> _EXERCISE INSTRUCTIONS_
Write out all of the material below word for word, leaving every line unchanged.

— Start of ENTRIES SHOWN —

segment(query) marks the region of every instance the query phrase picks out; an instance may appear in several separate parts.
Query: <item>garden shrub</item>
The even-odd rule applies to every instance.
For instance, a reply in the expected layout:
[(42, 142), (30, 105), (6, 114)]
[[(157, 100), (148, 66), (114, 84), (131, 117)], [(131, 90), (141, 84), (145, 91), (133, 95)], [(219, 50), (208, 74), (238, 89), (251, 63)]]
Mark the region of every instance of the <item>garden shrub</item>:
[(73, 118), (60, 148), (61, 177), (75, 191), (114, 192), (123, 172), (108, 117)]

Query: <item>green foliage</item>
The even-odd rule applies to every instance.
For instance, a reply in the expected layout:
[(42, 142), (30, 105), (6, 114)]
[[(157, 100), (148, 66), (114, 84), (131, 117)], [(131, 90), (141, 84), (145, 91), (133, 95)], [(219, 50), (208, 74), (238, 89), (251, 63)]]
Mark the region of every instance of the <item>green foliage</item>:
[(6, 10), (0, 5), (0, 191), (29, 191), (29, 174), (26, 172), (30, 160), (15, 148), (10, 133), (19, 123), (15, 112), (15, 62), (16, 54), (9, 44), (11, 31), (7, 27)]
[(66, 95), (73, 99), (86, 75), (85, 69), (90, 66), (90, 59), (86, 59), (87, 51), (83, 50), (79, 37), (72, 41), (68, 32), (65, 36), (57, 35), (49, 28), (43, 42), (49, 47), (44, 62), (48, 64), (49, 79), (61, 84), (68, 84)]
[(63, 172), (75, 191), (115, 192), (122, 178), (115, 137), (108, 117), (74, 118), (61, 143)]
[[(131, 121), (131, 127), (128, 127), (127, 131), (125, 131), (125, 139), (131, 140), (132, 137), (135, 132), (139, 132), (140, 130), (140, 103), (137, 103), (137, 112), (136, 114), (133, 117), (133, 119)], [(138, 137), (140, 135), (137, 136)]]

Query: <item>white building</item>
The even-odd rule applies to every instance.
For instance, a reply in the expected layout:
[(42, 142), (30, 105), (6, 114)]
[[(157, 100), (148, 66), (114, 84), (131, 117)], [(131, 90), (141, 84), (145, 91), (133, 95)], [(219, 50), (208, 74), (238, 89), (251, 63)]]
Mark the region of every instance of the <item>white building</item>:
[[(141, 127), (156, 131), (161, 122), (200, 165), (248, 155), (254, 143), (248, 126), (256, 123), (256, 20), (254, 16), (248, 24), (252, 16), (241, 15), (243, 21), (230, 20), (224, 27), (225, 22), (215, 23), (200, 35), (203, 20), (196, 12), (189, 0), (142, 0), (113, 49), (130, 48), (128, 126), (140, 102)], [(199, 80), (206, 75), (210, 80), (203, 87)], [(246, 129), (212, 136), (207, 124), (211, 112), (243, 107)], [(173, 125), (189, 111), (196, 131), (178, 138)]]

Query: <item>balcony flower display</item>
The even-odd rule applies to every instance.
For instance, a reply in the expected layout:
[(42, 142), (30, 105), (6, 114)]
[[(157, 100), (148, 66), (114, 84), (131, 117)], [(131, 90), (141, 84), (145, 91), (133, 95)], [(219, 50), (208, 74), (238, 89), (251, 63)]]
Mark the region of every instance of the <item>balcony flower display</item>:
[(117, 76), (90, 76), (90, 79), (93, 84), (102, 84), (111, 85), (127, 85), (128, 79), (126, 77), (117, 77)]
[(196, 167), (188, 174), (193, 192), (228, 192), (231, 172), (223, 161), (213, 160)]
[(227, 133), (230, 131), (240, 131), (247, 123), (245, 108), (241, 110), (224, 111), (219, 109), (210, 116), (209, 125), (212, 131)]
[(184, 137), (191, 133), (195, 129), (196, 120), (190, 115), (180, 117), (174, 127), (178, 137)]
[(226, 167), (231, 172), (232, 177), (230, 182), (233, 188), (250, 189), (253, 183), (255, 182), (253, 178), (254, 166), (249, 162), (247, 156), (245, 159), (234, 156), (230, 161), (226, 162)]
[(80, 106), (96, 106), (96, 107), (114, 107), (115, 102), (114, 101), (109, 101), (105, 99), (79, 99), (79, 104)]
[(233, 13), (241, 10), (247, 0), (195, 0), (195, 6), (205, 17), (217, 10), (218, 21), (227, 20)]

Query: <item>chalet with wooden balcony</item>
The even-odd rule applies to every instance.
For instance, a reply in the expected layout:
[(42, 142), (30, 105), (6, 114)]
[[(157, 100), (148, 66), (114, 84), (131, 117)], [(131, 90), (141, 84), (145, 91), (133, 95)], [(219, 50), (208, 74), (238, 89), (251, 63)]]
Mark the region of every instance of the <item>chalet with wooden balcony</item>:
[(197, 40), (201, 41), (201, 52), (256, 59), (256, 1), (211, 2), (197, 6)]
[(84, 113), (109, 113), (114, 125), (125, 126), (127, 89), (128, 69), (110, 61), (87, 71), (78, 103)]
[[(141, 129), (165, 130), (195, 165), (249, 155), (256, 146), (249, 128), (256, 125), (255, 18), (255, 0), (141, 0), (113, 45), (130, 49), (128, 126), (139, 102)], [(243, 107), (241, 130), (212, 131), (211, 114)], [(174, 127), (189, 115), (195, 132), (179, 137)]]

— End of ENTRIES SHOWN —

> _FINAL RESULT_
segment(query) marks the region of every instance the query phrase picks out; an instance may appear in several separate parts.
Query: <item>garden shrub</item>
The even-odd rule applies to every instance.
For instance, a reply in the expected layout:
[(42, 142), (30, 105), (6, 114)]
[[(157, 100), (148, 66), (114, 84), (131, 117)], [(131, 90), (141, 84), (145, 91), (133, 95)], [(219, 50), (208, 74), (238, 89), (251, 63)]]
Mark the region of every instance of the <item>garden shrub</item>:
[(73, 118), (60, 148), (61, 177), (75, 191), (114, 192), (123, 172), (108, 117)]

Query: <item>green foliage</item>
The even-odd rule applies to every instance.
For instance, a reply in the expected layout:
[(42, 142), (30, 105), (6, 114)]
[[(157, 100), (148, 66), (114, 84), (131, 117)], [(131, 90), (141, 84), (145, 91), (133, 95)], [(219, 50), (208, 74), (238, 89), (251, 63)]]
Mark the region of every instance of the <item>green foliage</item>:
[(6, 10), (0, 5), (0, 191), (29, 191), (29, 174), (26, 172), (30, 160), (15, 148), (10, 133), (19, 123), (15, 112), (15, 62), (16, 54), (9, 44), (11, 31), (7, 27)]
[(66, 95), (73, 99), (86, 75), (85, 69), (90, 66), (90, 59), (86, 59), (87, 51), (83, 50), (79, 37), (72, 41), (68, 32), (65, 36), (57, 35), (49, 28), (43, 42), (49, 47), (44, 62), (48, 64), (49, 79), (61, 84), (68, 84)]
[(63, 172), (75, 191), (115, 192), (122, 178), (115, 137), (108, 117), (74, 118), (61, 143)]
[[(131, 121), (131, 127), (128, 127), (127, 131), (125, 131), (125, 139), (131, 140), (132, 137), (135, 132), (139, 132), (140, 130), (140, 103), (137, 103), (137, 112), (136, 114), (133, 117), (133, 119)], [(138, 137), (140, 135), (137, 136)]]

Query: <item>white building</item>
The even-odd rule applies to every instance.
For instance, a reply in the expected layout:
[(42, 142), (30, 105), (6, 114)]
[[(157, 100), (148, 66), (114, 84), (131, 117)], [(131, 90), (141, 84), (145, 91), (133, 95)], [(219, 50), (208, 74), (238, 89), (251, 63)]]
Mark the region of every instance of the <item>white building</item>:
[[(141, 127), (156, 131), (161, 122), (200, 165), (248, 155), (254, 143), (248, 126), (256, 123), (256, 20), (254, 16), (248, 24), (252, 16), (241, 15), (243, 21), (230, 20), (224, 27), (225, 22), (215, 23), (200, 35), (203, 20), (196, 12), (189, 0), (142, 0), (113, 49), (130, 48), (128, 126), (140, 102)], [(199, 80), (206, 75), (210, 80), (203, 87)], [(246, 129), (212, 136), (207, 124), (211, 112), (243, 107)], [(173, 125), (189, 111), (196, 131), (178, 138)]]

Query: <item>balcony flower display</item>
The even-odd rule applies to every instance.
For instance, a reply in the expected layout:
[(42, 142), (30, 105), (6, 114)]
[[(157, 100), (148, 66), (114, 84), (131, 117)], [(131, 90), (141, 84), (145, 91), (133, 95)], [(219, 50), (208, 74), (238, 89), (251, 63)]]
Mark the region of every instance of the <item>balcony flower display</item>:
[(117, 76), (90, 76), (90, 79), (93, 84), (102, 84), (111, 85), (127, 85), (128, 79), (126, 77), (117, 77)]
[(196, 167), (188, 174), (193, 192), (228, 192), (231, 172), (223, 161), (213, 160)]
[(227, 133), (230, 131), (240, 131), (247, 123), (245, 108), (241, 110), (224, 111), (219, 109), (210, 116), (209, 125), (212, 131)]
[(184, 137), (191, 133), (195, 129), (196, 120), (190, 115), (180, 117), (174, 127), (178, 137)]
[(226, 167), (231, 172), (232, 177), (230, 182), (233, 188), (250, 189), (253, 183), (255, 182), (253, 178), (254, 166), (249, 162), (247, 156), (245, 159), (234, 156), (230, 161), (226, 162)]
[(80, 106), (96, 106), (96, 107), (114, 107), (115, 102), (114, 101), (109, 101), (105, 99), (79, 99), (79, 104)]
[(233, 13), (241, 10), (247, 0), (195, 0), (195, 6), (205, 17), (217, 10), (218, 21), (227, 20)]

Query: <item>chalet with wooden balcony</item>
The even-odd rule applies to every instance.
For instance, a reply in the expected layout:
[(42, 142), (30, 105), (6, 114)]
[[(157, 100), (148, 66), (114, 84), (131, 117)], [(131, 90), (141, 84), (145, 91), (133, 95)], [(219, 50), (208, 74), (238, 89), (251, 63)]]
Mark the region of every instance of the <item>chalet with wooden balcony</item>:
[(197, 40), (201, 41), (201, 52), (256, 59), (256, 1), (211, 2), (197, 6)]
[(84, 113), (109, 113), (114, 125), (125, 126), (127, 89), (128, 69), (110, 61), (87, 71), (78, 103)]
[[(141, 129), (165, 130), (195, 165), (249, 155), (256, 146), (249, 128), (256, 125), (255, 18), (255, 0), (141, 0), (113, 45), (130, 49), (128, 126), (139, 102)], [(243, 107), (241, 130), (212, 131), (211, 114)], [(174, 127), (189, 115), (195, 132), (179, 137)]]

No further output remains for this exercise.